→ TEXT UNDER STUDY:
☆ ☆ ☆ ☆ ☆

Why to Buy Locally Grown food

 

Why to Buy Locally Grown food

Consumers worldwide are rediscovering the benefits of buying locally grown food. It is fresher, tastier, and more nutritious. It is also good for the local economy--buying directly from family farmers helps them stay in business.

Five reasons to Buy Local

  1. Local produce tastes better and it’s better for you.
    Studies have shown that fresh produce loses nutrients quickly during transportation. During the trip from harvest to dinner table, sugars turn to starches, plant cells shrink, and produce loses its vitality. Food grown in your own community was probably picked within the past day or two and therefore is much fresher.
  2. Local food supports local farm families.
    Fewer than one million Americans now claim farming as their primary occupation (less than 1%). Farming is a vanishing lifestyle. That's not surprising considering that today's farmer gets less than 10 cents of the retail food dollar. Local farmers who sell directly to consumers cut out the many middle people and get full retail price for their food - which means farm families can afford to stay on the farm, doing the work they love.
  3. Local food protects genetic diversity.

☆ ☆ ☆ ☆ ☆

→ INSTRUCTIONS:
1. In the text on buying locally grown food, how much of the retail food dollar does today's farmer get?
2. From the text on buying locally grown food, print everything from "Consumers worldwide are" down to "local farm families.".

→ MATERIAL SHOWN:
☆ ☆ ☆ ☆ ☆

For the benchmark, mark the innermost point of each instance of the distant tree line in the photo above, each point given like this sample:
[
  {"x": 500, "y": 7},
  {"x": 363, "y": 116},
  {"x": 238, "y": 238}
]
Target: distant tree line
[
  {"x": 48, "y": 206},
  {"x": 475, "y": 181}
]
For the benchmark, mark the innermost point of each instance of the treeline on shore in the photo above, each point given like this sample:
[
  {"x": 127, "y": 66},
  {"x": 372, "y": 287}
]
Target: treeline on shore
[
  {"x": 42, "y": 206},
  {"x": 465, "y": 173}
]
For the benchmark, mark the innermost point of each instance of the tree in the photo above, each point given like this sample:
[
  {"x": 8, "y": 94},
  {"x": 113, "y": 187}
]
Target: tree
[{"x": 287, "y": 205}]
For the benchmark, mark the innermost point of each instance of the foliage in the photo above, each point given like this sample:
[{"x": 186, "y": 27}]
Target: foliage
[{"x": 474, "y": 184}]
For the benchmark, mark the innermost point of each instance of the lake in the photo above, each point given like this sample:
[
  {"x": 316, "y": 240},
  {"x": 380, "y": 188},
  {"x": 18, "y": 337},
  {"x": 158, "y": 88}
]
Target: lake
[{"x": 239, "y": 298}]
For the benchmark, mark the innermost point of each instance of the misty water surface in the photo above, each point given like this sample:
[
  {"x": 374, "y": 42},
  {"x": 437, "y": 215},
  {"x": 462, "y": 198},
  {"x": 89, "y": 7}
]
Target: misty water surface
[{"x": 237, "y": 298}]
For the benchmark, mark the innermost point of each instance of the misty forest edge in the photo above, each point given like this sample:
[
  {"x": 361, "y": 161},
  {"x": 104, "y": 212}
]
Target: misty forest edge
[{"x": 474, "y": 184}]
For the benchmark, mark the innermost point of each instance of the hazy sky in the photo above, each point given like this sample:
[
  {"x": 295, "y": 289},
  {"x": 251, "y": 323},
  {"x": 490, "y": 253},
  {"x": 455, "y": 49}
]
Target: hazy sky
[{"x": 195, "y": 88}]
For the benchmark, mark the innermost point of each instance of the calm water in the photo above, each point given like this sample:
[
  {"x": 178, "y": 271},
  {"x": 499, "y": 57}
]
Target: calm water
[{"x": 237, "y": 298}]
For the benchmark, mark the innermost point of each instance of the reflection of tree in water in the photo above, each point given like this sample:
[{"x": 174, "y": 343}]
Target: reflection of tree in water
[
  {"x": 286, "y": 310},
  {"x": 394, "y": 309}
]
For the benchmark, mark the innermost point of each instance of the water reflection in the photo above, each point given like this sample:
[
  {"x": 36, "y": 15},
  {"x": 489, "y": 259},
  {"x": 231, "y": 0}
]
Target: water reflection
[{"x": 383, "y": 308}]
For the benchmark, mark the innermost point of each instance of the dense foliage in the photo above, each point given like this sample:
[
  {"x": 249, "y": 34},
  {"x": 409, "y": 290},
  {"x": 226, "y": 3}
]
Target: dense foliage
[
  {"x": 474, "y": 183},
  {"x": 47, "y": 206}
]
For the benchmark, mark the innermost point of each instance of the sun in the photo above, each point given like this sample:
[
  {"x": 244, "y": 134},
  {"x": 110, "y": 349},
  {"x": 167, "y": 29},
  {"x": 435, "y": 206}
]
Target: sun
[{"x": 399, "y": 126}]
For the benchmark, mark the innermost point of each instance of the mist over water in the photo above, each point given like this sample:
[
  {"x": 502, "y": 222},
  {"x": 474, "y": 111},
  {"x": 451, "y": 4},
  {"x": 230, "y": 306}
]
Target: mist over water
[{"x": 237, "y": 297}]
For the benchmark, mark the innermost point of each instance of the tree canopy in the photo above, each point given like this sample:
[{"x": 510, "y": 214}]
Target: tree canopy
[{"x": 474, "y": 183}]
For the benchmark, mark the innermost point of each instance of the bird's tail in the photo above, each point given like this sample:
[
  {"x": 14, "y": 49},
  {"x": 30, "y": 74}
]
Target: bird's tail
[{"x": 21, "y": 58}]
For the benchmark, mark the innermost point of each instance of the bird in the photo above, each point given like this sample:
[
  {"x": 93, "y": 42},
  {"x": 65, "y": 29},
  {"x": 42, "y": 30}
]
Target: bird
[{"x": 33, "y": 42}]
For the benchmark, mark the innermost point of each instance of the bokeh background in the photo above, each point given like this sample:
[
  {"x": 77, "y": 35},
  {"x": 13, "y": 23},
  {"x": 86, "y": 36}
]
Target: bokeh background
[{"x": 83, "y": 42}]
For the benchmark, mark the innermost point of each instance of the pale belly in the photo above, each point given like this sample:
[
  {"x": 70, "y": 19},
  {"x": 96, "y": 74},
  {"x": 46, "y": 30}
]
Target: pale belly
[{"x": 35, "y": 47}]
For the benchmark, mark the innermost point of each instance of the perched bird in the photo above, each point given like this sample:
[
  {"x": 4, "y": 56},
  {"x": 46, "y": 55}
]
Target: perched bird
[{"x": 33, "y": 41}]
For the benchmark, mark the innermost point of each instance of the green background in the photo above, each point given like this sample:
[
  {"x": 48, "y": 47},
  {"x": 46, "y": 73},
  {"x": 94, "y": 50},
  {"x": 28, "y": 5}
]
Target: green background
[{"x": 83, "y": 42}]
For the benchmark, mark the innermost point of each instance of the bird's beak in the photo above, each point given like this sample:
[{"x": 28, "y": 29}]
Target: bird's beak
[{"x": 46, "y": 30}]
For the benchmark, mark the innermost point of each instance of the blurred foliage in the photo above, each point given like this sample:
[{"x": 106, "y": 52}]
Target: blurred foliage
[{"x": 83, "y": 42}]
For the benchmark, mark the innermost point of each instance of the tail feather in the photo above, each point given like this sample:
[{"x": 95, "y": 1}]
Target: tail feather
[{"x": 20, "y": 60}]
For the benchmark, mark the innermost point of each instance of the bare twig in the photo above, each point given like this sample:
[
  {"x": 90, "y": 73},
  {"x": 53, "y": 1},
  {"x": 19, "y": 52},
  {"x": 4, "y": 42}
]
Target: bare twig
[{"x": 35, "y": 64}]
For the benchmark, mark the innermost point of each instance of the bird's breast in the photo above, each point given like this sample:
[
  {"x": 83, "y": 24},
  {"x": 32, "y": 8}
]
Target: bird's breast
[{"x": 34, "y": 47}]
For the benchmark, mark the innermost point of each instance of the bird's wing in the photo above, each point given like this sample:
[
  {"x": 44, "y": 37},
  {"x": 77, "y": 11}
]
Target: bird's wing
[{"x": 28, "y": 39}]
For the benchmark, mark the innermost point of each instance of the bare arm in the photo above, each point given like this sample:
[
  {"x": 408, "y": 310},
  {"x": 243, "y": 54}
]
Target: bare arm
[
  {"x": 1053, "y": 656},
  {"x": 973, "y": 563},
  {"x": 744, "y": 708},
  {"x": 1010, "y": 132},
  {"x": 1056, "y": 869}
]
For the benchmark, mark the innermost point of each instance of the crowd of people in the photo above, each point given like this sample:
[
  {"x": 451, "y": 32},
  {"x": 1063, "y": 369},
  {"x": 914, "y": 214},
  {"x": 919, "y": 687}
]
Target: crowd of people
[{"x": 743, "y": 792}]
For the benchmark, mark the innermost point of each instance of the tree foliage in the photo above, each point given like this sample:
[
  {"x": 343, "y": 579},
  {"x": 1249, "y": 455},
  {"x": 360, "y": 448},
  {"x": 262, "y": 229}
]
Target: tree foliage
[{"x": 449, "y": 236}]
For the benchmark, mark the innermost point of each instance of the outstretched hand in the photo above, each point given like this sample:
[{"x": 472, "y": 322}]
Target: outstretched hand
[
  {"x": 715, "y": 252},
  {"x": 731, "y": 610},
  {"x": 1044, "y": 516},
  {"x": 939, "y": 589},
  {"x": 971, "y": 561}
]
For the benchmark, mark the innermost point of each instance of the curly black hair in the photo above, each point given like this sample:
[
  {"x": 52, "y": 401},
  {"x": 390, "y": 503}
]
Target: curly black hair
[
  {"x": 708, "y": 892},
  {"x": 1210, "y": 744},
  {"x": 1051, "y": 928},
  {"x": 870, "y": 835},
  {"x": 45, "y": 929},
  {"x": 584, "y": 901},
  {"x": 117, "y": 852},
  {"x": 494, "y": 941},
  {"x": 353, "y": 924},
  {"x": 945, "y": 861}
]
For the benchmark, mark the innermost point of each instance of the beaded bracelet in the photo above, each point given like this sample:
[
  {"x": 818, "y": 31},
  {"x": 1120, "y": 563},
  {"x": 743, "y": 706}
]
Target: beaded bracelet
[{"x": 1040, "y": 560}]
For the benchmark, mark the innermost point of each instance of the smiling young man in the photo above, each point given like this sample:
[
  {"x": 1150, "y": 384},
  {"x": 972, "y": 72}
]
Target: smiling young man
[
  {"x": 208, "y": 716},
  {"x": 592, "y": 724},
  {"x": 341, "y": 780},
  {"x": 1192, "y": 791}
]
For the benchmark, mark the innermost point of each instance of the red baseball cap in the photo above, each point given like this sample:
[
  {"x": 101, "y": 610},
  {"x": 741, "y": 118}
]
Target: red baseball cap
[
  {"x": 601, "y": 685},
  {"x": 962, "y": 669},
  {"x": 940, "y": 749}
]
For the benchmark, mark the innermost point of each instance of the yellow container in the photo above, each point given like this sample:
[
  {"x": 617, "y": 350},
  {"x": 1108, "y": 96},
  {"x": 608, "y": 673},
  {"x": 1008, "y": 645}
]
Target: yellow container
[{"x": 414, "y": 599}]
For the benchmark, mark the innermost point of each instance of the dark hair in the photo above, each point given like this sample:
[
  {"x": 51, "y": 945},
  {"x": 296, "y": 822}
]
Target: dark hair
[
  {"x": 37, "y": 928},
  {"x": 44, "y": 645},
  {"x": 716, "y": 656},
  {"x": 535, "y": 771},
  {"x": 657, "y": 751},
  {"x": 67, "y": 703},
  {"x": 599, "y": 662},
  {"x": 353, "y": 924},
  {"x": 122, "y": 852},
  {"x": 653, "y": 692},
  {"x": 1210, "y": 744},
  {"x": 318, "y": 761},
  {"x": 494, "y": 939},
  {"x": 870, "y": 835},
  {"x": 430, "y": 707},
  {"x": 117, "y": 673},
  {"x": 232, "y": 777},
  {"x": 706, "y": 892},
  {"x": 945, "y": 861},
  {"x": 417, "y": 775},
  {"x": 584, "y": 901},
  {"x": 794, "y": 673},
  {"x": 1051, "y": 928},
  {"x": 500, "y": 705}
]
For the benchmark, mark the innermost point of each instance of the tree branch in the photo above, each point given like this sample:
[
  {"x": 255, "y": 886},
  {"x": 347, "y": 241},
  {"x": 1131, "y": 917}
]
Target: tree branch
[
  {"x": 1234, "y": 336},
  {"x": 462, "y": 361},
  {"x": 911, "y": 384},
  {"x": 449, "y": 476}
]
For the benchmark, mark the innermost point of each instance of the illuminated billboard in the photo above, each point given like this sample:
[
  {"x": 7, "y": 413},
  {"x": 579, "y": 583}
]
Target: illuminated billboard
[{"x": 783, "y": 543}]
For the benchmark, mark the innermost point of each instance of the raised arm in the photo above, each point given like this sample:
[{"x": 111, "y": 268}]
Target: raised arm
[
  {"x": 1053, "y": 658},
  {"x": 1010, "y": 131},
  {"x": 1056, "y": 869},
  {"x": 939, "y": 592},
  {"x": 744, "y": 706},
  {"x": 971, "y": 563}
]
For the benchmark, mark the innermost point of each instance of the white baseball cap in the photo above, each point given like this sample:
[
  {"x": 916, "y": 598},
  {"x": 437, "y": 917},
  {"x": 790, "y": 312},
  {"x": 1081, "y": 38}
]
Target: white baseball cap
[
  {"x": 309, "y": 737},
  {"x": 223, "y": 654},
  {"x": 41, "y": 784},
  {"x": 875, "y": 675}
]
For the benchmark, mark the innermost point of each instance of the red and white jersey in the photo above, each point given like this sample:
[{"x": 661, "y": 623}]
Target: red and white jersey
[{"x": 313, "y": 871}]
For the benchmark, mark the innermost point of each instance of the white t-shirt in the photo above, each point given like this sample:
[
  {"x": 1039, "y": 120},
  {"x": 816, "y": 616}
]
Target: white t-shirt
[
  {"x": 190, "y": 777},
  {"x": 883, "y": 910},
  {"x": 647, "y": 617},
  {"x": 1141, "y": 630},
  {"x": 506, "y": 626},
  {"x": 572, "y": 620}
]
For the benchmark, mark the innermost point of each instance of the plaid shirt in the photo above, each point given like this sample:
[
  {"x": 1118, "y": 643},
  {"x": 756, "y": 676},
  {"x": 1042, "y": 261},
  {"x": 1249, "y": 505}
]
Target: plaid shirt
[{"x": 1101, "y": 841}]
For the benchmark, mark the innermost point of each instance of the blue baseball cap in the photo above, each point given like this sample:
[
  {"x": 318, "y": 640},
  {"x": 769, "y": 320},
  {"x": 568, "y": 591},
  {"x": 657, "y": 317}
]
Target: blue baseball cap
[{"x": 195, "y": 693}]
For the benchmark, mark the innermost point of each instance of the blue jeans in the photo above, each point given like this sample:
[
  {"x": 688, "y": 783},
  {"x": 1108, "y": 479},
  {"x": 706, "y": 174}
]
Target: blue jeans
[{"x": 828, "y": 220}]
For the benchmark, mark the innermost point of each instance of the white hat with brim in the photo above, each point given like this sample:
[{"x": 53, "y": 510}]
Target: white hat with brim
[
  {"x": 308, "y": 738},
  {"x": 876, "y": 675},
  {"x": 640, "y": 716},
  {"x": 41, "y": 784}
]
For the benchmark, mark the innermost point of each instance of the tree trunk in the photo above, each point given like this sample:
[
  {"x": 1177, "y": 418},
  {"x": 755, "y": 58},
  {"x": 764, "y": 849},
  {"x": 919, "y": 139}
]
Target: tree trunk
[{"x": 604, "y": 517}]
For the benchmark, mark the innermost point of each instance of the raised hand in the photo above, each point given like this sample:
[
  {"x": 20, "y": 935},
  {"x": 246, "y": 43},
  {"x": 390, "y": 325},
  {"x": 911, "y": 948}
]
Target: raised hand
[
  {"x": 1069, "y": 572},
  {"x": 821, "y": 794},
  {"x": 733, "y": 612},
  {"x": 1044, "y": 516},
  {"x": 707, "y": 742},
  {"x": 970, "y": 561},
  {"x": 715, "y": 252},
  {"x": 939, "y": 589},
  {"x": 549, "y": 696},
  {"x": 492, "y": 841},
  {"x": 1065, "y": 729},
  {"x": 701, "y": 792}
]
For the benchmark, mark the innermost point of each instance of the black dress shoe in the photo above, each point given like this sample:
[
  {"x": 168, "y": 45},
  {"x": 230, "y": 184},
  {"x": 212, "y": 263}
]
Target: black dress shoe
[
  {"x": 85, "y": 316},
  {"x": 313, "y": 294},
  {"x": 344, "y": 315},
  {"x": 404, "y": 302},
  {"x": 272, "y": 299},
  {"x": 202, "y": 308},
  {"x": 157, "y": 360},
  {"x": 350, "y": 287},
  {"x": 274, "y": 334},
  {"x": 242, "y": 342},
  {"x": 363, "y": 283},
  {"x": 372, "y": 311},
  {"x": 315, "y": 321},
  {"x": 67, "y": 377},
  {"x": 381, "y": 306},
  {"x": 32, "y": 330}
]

☆ ☆ ☆ ☆ ☆

→ PROBLEM SOLUTIONS:
1. Less than 10 cents.

2.
Consumers worldwide are rediscovering the benefits of buying locally grown food. It is fresher, tastier, and more nutritious. It is also good for the local economy--buying directly from family farmers helps them stay in business.

Five reasons to Buy Local

  1. Local produce tastes better and it’s better for you.
    Studies have shown that fresh produce loses nutrients quickly during transportation. During the trip from harvest to dinner table, sugars turn to starches, plant cells shrink, and produce loses its vitality. Food grown in your own community was probably picked within the past day or two and therefore is much fresher.
  2. Local food supports local farm families.